■ Text excerpt ■
On my right side, which is how I learnt as a kid, I tend to find that I don't balance in the water as well as when I breathe on the left (the side I forced to learn bilaterally in recent months).
Feels like my lead arm (left) goes down (I think that's a reflex in trying to push my head up), and I've worked on holding the stretch.
That didn't fix it. Still feels like I begind to sag in the water.
I have now been tinkering with pulling back further on with the right arm (because I started to cross compare) to getting a better roll and glide; this seems to be working a bit.
Does that make sense? Is cutting the pull short (in slower paced swims) likely to cause a sagging feeling?
Undoubtedly I have a bad habit well ingrained...and without a coach to look at my stroke it's a bit of "cat and mouse" for me to analyse.
I have books with drills etc but I want to try and ID the issue if I can.
Sprints are not such an issue...but there are less breaths and faster turnovers.
Any thoughts?
Thanks
Rich
Bilateral breathing is overrated.
I've been working a lot on my roll and arm extension lately. I think the main advantage of bilateral breathing is balance. If you can extend your arm and roll well enough, I'm beginning to doubt that taking a breath to your "weak" side is all that useful. If breathing on that side helps you roll and extend better though, then it's a benefit.
Skip Montanaro
Have you considered that your neck muscles might be more flexible on one side compared to the other? When turning to breathe on the less flexible side, you have to roll more and the stroke goes out of whack.
Yes, but it seemed to fix when I stroked back further...I was trying to guage whether the symptom and the remedy I discovered made sense to others. I have noone to look at my stroke and pin point it. Incidentally my range of motion is more restricted on the better side
Stud! Stud! Stud!

■ Work instructions ■
1. Answer these questions about the forum thread on breathing sides in swimming:
(a) On which side did the first poster learn to breathe as a kid?
(b) In the reply signed Skip Montanaro, what is named as the main advantage of bilateral breathing?
(c) What change with the right arm did the first poster find seemed to help?
2. Write a continuation of the forum thread on breathing sides in swimming, starting after its last post.

(Referring expression pointing data)
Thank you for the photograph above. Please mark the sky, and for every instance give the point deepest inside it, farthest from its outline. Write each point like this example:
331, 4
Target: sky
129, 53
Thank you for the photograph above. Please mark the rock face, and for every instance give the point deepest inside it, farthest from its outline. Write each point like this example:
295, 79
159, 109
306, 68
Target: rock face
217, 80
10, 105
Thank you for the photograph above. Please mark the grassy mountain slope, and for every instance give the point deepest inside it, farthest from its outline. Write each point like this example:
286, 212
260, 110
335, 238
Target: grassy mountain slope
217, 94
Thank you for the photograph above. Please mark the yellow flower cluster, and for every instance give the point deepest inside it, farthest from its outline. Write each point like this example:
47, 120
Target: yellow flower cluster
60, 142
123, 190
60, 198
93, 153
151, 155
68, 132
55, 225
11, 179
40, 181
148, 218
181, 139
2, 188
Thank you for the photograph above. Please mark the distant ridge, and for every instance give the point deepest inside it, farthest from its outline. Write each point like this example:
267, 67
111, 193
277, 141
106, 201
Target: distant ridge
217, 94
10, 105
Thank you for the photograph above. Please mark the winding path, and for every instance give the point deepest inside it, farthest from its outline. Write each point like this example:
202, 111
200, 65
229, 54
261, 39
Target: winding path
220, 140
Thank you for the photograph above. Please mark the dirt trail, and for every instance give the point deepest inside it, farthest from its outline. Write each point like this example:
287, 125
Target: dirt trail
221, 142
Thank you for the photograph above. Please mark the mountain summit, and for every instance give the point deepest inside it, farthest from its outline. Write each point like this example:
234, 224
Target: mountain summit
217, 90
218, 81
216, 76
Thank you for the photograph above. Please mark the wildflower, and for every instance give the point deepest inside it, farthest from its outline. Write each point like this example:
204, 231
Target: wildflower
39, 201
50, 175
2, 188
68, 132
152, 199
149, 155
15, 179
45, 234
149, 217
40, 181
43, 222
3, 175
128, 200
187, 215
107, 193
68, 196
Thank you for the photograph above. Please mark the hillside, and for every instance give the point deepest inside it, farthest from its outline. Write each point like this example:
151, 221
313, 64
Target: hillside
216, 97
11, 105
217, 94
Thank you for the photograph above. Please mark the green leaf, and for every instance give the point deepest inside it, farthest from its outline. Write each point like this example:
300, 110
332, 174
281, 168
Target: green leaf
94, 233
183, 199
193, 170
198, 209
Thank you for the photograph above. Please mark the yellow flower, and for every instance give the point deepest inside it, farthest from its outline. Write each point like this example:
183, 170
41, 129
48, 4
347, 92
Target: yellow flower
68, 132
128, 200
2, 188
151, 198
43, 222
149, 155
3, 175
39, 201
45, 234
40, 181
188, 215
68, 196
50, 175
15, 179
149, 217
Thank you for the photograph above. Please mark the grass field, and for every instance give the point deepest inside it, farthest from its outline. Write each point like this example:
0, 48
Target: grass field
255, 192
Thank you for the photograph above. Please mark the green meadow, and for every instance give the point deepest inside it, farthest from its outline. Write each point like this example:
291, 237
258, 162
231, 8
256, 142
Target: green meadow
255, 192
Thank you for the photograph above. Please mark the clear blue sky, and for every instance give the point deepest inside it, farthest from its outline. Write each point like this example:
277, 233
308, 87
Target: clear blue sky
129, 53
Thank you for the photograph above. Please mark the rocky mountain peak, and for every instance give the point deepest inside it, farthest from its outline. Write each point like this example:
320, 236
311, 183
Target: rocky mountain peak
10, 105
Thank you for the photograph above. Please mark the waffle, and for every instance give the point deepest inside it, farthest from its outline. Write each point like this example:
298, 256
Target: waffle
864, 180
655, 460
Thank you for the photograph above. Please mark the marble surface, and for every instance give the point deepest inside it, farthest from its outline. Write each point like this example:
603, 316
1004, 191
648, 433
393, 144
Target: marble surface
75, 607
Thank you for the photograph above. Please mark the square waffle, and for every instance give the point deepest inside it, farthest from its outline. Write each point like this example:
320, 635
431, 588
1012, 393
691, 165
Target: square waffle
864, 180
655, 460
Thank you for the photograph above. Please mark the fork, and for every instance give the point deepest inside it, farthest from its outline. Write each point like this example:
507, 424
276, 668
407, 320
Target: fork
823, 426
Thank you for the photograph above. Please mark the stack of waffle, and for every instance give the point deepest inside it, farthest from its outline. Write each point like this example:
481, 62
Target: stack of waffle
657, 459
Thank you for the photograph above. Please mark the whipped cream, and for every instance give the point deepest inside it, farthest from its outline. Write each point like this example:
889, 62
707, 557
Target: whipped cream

■ Expected results ■
1.
(a) The right side.
(b) Balance.
(c) Pulling back further with the right arm.

2.
Breathing, is an easy fix, easy entry, balanced pull from the catch and finish. Make no splash when you recover and enter. The only stick needed is to stick at it. Have you seen my new video on my home page a very relaxed swim no splash.
Stud! Stud! Stud!
Breathing, is an easy fix, easy entry, balanced pull from the catch and finish. Make no splash when you recover and enter. The only stick needed is to stick at it. Have you seen my new video on my home page a very relaxed swim no splash.
It's just the dofference between right and left is confusing. I think I was cutting the pull short with my right so I wasn't rotating over. I'll check the video. My leftside breath feels great although I cannot judge what it looks like.
Over rated but very necessary for balance. Not to be done other than a few times for balance.
Also if my right side is my default and I am not doing it efficiently I want to fix it...
..ok then, I'm a pefectionist that wants the ability to do everything as symetrically as possible...
Hey, knock yourself out. It certainly won't do you any harm.